BEGIN

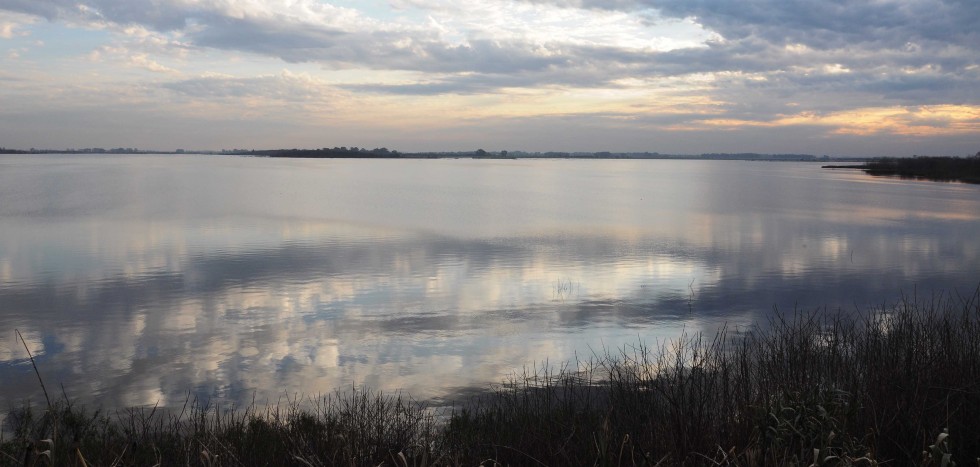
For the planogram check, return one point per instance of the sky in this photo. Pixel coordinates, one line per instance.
(836, 77)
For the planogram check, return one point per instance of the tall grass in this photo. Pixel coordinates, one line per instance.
(898, 385)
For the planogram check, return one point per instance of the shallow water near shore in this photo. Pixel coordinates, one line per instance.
(136, 280)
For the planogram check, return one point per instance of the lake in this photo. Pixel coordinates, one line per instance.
(145, 279)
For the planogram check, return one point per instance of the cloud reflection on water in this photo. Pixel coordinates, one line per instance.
(137, 313)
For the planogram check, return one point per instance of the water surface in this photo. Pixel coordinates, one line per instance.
(142, 279)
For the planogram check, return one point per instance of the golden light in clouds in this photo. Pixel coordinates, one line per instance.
(930, 120)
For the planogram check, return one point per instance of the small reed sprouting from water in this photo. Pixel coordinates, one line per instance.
(899, 385)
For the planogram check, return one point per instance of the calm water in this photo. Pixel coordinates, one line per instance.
(141, 279)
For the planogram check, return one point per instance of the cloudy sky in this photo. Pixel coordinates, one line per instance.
(839, 77)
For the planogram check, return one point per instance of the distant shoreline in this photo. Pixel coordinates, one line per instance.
(950, 169)
(384, 153)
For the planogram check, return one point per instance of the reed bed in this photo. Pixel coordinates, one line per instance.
(897, 385)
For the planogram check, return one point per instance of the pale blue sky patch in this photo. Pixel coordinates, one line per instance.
(675, 73)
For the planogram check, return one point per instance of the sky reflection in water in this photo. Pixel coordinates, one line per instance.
(138, 279)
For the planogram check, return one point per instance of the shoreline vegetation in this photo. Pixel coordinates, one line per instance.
(895, 385)
(953, 169)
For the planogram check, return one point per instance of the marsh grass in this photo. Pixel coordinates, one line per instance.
(899, 385)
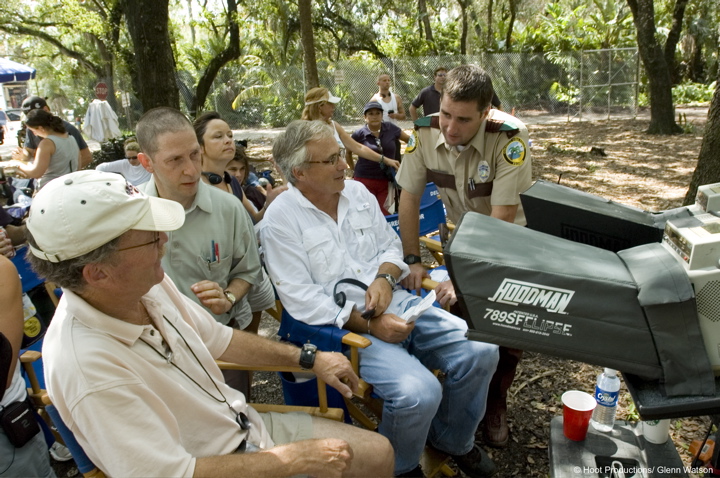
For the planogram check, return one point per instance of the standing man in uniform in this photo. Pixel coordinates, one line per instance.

END

## [YOUR INSTRUCTIONS]
Set the entire listing down again, exact in every line, without any pictures.

## [OUTPUT OF THE TASK]
For the planogram check, return one point per instance of the sky in this photo. Pixel coordinates, one line per instance.
(836, 77)
For the planogram check, return one point per instance of the tall grass in this photo. Pixel coordinates, one line per instance.
(898, 385)
For the planogram check, return one point per instance of the shallow water near shore in this photo. Pixel coordinates, one line per instance.
(136, 280)
For the planogram check, return one point per instance of the lake in this photo. Pixel coordinates, one line per instance.
(145, 279)
For the planogram check, return one point per instance of the cloud reflection on water in this photo. Pixel coordinates, one line per instance.
(137, 313)
For the planogram check, return one point per instance of the water surface in this photo. Pixel coordinates, one line per instance.
(142, 279)
For the planogram check, return one point per instance of the golden light in clouds in this photo. Pixel coordinates, one line per instance.
(930, 120)
For the planogram check, return one point per instance of the small reed sprouting from water in this photo. Pixel coordinates, one line per instance.
(899, 385)
For the planogram check, return one point per instance of the calm water in this photo. Pixel coordinates, one line per instance.
(141, 279)
For the planogram check, return one point per instance of the cloudy sky in this photo. Pixel coordinates, one line per instance.
(839, 77)
For the planogram check, return one point per instance of the distant shoreline in this photo. Pixel coordinates, one line per instance.
(950, 169)
(384, 153)
For the planogram check, return one point per instance of the reed bed in this photo. Pixel coordinates, one line per instance.
(897, 385)
For the planogram check, return one point per instance of the pale blue sky patch in this photo. Pixel coordinates, one line per instance.
(675, 73)
For the planogram check, return one point per instance of the sky reflection in water in this photo. Pixel coordinates, one line per instance.
(138, 279)
For the planogram check, return one point per instance of the shoreline vegetation in this photo. Pixel coordinates, one line per instance.
(895, 385)
(953, 169)
For the planogram check, return one point per instance of the marsh grass in this photo. Pixel coordinates, one line per instance.
(899, 385)
For the planogram check, return one point per instance of the standing man in uniform in this photo. Pixel coordinates, one line per instance.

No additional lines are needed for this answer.